§ **原文节选**:
::::::

北洋军阀史话
七十二、外交上遭遇阻力

    帝制活动正在密锣紧鼓时,袁对于国内的反对完全不予重视,可是意外的打击是列
强透过其驻北京公使表示反对,这倒使袁颇伤脑筋。
    民国4年10月28日下午,驻京日本代理公使约同英公使、俄公使同赴外交部,会晤陆
徵祥总长。先由日本代理公使口述,略云:中国规复帝制,进行甚速,其里面反对者暗
潮甚烈,实行之期,恐发生事变。目前欧洲正当多事,凡有害和平者,皆当避之。万一
中国国内有动摇情形,不仅为中国之不幸,即与中国关系较深之各国,亦诚可忧。据我
国所见,中国内情,如上海长江一带,及南方各处,均极可虑。袁大总统就任四年来,
中国秩序渐次恢复,日本政府不胜敬佩。袁大总统如仍极力维持,国内当无动乱之虞。
今若急谋变更,恐引起不安情事。不得不为中国惜。愿大总统出以贤明之措置,将实行
帝政之期,暂为延缓,以防祸于未然。而巩固极东和平之基础。日本政府为此劝告,决
非干涉中国内政。英公使云:日代表之通告,本公使完全同意。接着询问中国政府能自
信国体改革之实行,能无变故否?俄公使云:日代表及英公使之言语,本公使均同意。
    自日、英、俄三国警告以后,法国公使馆亦接奉法国政府训令,加入三国警告,遂
于11月3日亲赴外交部与陆总长会晤,声明对于中国复兴帝制,劝告中止。内情和三国警
告相同。随后意国驻京公使,亦于11月12日午间亲诣外交部,访晤陆总长,谓奉本国政
府训令,会同四国公使劝告中国政府将变更国体之事展缓。

::::::

§ **数据集**:
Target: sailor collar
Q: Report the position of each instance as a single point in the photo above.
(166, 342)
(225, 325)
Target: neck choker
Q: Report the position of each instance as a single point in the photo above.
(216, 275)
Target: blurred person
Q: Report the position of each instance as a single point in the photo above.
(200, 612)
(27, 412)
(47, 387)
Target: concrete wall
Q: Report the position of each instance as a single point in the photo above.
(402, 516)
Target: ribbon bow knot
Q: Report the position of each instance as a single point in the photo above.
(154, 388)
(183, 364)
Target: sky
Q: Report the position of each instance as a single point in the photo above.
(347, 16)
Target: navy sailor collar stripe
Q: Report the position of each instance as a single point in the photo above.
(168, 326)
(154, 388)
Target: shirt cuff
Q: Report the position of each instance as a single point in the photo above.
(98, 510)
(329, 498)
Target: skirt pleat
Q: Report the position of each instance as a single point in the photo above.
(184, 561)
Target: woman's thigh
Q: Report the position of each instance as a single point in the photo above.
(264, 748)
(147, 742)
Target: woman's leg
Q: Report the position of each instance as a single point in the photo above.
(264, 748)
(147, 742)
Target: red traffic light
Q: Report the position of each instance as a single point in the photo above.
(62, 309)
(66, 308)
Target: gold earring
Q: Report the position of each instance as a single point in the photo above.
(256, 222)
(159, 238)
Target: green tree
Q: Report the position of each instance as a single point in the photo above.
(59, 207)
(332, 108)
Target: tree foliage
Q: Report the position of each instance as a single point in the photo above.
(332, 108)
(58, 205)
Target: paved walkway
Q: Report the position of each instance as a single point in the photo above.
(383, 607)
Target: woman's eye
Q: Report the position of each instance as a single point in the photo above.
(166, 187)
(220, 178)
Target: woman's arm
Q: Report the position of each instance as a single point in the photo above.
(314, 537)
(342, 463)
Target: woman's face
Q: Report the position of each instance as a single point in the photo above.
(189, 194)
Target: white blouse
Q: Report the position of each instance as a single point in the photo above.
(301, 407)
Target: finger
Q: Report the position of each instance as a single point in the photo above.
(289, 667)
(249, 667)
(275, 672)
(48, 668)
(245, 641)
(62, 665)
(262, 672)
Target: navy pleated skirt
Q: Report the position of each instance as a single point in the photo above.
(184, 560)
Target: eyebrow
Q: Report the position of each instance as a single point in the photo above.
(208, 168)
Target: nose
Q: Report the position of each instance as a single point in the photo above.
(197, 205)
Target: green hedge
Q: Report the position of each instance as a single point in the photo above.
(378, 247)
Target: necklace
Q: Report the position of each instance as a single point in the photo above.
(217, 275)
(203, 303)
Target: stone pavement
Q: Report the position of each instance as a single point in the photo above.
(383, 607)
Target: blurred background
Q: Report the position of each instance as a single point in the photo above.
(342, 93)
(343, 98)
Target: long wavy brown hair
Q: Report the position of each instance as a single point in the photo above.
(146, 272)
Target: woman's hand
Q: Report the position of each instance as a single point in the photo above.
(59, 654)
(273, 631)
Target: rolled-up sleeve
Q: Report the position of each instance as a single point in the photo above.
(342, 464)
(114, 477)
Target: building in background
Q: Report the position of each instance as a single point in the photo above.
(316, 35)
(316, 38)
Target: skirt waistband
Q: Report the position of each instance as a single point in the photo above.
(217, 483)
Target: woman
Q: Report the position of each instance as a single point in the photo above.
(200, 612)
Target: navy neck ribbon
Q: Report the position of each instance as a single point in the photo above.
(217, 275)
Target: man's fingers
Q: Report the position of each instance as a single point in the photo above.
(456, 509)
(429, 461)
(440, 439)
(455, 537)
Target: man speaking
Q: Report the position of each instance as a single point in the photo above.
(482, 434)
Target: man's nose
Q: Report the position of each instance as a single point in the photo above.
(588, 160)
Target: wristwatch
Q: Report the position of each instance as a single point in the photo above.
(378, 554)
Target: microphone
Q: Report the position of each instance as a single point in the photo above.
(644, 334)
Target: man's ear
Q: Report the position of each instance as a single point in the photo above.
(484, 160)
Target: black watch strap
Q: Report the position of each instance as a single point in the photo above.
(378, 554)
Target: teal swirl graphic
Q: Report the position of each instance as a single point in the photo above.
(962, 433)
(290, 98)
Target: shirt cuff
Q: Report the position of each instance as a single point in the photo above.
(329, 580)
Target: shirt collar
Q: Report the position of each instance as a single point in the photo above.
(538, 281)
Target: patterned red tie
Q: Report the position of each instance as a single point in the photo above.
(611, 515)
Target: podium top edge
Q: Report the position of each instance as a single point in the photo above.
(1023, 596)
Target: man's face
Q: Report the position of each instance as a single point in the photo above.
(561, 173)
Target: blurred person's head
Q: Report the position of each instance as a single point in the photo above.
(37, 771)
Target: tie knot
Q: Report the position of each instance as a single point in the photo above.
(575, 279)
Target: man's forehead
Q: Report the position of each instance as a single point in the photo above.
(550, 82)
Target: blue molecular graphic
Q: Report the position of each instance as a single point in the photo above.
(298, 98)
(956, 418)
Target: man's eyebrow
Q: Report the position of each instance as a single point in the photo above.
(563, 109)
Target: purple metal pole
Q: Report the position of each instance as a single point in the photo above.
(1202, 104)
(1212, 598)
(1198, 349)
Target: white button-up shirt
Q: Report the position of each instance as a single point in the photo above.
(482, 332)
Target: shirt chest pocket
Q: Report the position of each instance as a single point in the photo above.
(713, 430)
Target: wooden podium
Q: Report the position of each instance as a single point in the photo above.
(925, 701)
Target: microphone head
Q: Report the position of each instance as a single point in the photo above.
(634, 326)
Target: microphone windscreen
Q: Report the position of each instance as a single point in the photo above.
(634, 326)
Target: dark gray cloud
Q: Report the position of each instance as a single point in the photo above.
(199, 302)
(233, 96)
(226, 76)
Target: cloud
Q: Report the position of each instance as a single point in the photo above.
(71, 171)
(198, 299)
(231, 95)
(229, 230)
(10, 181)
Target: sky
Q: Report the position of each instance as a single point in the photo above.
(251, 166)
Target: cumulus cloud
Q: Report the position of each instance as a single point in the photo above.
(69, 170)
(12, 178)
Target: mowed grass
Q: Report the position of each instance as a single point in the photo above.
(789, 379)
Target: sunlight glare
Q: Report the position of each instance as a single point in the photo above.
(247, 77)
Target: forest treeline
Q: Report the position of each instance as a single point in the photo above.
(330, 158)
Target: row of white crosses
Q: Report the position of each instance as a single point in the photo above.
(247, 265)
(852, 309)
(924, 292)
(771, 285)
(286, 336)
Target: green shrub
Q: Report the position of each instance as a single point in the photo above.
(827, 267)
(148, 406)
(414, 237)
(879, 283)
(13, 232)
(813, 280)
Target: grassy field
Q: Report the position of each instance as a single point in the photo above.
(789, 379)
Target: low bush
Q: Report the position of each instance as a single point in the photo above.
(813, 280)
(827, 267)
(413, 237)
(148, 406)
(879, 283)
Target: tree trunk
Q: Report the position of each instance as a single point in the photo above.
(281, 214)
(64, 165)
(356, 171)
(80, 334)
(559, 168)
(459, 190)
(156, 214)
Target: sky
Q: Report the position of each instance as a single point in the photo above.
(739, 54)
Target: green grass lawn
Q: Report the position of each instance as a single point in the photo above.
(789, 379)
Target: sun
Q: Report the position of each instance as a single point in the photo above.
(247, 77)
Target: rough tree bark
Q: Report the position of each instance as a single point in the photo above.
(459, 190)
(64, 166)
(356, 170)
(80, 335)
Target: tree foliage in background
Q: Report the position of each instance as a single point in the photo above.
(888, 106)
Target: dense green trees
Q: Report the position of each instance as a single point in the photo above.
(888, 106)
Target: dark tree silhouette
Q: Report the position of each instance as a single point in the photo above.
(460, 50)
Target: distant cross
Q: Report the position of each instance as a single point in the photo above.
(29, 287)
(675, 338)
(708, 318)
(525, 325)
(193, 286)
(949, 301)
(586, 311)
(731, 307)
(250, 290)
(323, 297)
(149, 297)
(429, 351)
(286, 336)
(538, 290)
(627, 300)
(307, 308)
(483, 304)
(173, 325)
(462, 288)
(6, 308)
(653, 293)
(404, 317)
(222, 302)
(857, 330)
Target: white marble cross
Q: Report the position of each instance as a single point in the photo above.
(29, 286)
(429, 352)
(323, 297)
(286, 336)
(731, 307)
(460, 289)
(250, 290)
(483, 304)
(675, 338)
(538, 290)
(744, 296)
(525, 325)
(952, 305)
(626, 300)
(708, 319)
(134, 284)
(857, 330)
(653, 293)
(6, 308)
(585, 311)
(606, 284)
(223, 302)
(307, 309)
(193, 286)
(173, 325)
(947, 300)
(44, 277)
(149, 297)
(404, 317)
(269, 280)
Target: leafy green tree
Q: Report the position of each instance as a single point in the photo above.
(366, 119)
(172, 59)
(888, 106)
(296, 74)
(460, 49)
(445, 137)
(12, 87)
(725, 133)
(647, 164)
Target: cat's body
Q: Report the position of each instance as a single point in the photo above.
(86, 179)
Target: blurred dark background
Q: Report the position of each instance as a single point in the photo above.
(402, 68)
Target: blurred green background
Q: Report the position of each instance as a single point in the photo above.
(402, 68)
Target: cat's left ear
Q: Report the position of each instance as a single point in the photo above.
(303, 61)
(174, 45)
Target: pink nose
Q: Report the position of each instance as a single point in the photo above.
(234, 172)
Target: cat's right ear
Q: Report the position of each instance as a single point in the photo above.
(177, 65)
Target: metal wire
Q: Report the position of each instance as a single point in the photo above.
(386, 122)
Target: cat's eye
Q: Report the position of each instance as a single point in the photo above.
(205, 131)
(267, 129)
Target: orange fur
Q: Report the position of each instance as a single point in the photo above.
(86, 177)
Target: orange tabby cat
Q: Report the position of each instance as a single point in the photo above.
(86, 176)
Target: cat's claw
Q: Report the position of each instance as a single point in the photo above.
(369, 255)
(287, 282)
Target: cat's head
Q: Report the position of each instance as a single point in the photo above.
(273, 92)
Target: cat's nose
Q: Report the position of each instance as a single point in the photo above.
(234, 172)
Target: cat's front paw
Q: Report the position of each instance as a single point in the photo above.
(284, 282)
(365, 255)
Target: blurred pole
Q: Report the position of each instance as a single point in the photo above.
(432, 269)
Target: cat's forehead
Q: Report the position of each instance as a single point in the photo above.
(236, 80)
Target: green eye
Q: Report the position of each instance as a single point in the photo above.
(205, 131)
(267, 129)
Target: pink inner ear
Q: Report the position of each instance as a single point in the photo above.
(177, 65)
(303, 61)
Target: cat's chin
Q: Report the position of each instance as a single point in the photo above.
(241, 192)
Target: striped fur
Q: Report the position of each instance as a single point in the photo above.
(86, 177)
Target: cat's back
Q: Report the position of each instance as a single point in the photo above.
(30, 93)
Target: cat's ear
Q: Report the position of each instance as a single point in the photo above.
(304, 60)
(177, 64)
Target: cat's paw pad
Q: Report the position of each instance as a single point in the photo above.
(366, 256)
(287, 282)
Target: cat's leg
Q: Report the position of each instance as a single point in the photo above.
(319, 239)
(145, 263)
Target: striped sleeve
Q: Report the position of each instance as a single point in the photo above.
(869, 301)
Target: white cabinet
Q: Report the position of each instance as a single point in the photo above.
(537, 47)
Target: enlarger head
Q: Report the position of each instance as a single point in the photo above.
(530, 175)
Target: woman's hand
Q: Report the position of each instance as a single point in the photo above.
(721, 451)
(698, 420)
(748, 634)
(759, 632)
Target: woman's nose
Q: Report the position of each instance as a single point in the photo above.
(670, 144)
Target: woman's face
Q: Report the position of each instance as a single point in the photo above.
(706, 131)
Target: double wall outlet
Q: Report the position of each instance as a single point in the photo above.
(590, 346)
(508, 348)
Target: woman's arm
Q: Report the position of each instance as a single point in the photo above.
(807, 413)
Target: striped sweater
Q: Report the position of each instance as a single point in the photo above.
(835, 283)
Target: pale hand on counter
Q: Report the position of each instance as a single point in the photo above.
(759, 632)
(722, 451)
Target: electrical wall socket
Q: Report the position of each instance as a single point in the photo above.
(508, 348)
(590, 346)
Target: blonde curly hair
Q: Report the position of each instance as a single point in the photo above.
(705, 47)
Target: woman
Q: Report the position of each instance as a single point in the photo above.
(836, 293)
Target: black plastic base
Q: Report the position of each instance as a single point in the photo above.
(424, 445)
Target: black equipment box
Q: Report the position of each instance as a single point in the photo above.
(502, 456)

::::::

把列强劝阻帝制那段原文中从“帝制活动正在密锣紧鼓时,袁对于国内的反对完全不予重视,可是意外的打击是列”开始、到“中国秩序渐次恢复,日本政府不胜敬佩。袁大总统如仍极力维持,国内当无动乱之虞。”结束的部分一字不差地抄写出来。

帝制活动正在密锣紧鼓时,袁对于国内的反对完全不予重视,可是意外的打击是列
强透过其驻北京公使表示反对,这倒使袁颇伤脑筋。
    民国4年10月28日下午,驻京日本代理公使约同英公使、俄公使同赴外交部,会晤陆
徵祥总长。先由日本代理公使口述,略云:中国规复帝制,进行甚速,其里面反对者暗
潮甚烈,实行之期,恐发生事变。目前欧洲正当多事,凡有害和平者,皆当避之。万一
中国国内有动摇情形,不仅为中国之不幸,即与中国关系较深之各国,亦诚可忧。据我
国所见,中国内情,如上海长江一带,及南方各处,均极可虑。袁大总统就任四年来,
中国秩序渐次恢复,日本政府不胜敬佩。袁大总统如仍极力维持,国内当无动乱之虞。